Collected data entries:
*** Begin section ***
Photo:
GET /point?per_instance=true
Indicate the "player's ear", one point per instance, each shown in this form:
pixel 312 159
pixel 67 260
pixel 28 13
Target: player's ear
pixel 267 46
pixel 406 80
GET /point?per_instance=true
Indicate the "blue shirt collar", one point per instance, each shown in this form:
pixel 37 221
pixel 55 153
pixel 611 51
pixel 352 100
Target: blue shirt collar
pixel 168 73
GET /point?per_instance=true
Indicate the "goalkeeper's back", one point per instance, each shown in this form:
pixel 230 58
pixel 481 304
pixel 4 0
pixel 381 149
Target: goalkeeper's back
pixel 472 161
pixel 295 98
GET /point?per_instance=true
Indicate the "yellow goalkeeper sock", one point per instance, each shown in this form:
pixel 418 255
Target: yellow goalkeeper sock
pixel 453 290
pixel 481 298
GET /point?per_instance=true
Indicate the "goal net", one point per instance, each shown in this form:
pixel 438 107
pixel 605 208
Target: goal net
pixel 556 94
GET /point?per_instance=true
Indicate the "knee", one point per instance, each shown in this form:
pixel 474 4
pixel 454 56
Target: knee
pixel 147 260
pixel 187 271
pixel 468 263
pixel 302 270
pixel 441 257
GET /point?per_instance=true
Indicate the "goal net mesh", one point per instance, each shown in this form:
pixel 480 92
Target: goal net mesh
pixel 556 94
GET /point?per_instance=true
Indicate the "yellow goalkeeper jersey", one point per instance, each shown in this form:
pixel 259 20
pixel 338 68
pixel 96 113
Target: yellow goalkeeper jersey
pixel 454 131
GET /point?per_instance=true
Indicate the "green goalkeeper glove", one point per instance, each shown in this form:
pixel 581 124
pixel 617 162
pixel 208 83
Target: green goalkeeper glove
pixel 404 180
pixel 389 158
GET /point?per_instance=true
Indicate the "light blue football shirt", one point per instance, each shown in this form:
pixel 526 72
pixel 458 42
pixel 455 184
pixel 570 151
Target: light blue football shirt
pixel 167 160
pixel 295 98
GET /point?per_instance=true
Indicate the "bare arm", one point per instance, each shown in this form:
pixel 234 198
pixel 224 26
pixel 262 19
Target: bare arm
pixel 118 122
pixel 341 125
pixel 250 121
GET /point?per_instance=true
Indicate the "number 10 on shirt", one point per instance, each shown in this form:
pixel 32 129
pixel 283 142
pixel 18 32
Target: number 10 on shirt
*** End section ***
Exercise:
Although the records may continue, retype only the lines from the first one through the one containing "pixel 32 129", exactly as they appear.

Task response:
Photo:
GET /point?per_instance=true
Indicate the "player's ear", one point per instance, each shown in this form:
pixel 312 159
pixel 67 260
pixel 28 13
Target: player's ear
pixel 267 46
pixel 406 80
GET /point?per_instance=true
Indicate the "blue shirt collar", one point per instance, each shown in this form:
pixel 37 221
pixel 55 153
pixel 611 51
pixel 352 100
Target: blue shirt collar
pixel 168 73
GET /point?per_instance=true
Indicate the "goalkeeper's back", one point per instance, each shown in this form:
pixel 230 58
pixel 481 304
pixel 4 0
pixel 381 149
Target: goalkeeper's back
pixel 472 161
pixel 295 98
GET /point?per_instance=true
Indicate the "yellow goalkeeper sock", one point per instance, each shown in this form:
pixel 418 255
Target: yellow goalkeeper sock
pixel 453 290
pixel 481 298
GET /point?per_instance=true
Indicate the "goal net", one point per instance, each shown in this form:
pixel 438 107
pixel 605 208
Target: goal net
pixel 556 94
GET /point?per_instance=true
Indicate the "knee", one point per instance, each shown in this form:
pixel 474 4
pixel 454 56
Target: knee
pixel 147 260
pixel 187 271
pixel 468 263
pixel 302 270
pixel 441 257
GET /point?per_instance=true
Indicate the "goal net mesh", one point per instance, each shown in this form:
pixel 480 92
Target: goal net mesh
pixel 556 94
GET /point?per_instance=true
Indicate the "yellow goalkeeper jersey", one point per instance, each shown in this form:
pixel 259 20
pixel 338 68
pixel 96 113
Target: yellow goalkeeper jersey
pixel 454 131
GET /point?per_instance=true
Indicate the "green goalkeeper glove", one point per instance, each shown in this form:
pixel 581 124
pixel 617 162
pixel 208 83
Target: green goalkeeper glove
pixel 404 180
pixel 389 158
GET /point?per_instance=true
Indicate the "light blue football shirt", one point per instance, each shown in this form:
pixel 526 72
pixel 458 42
pixel 455 184
pixel 570 151
Target: light blue football shirt
pixel 167 160
pixel 295 98
GET /point?per_instance=true
Indicate the "bare arm", one point per instance, each shown in this form:
pixel 234 198
pixel 224 26
pixel 262 19
Target: bare arm
pixel 118 122
pixel 341 125
pixel 250 121
GET /point?per_instance=true
Indicate the "number 10 on shirt", one point per instance, each shown in this form:
pixel 32 129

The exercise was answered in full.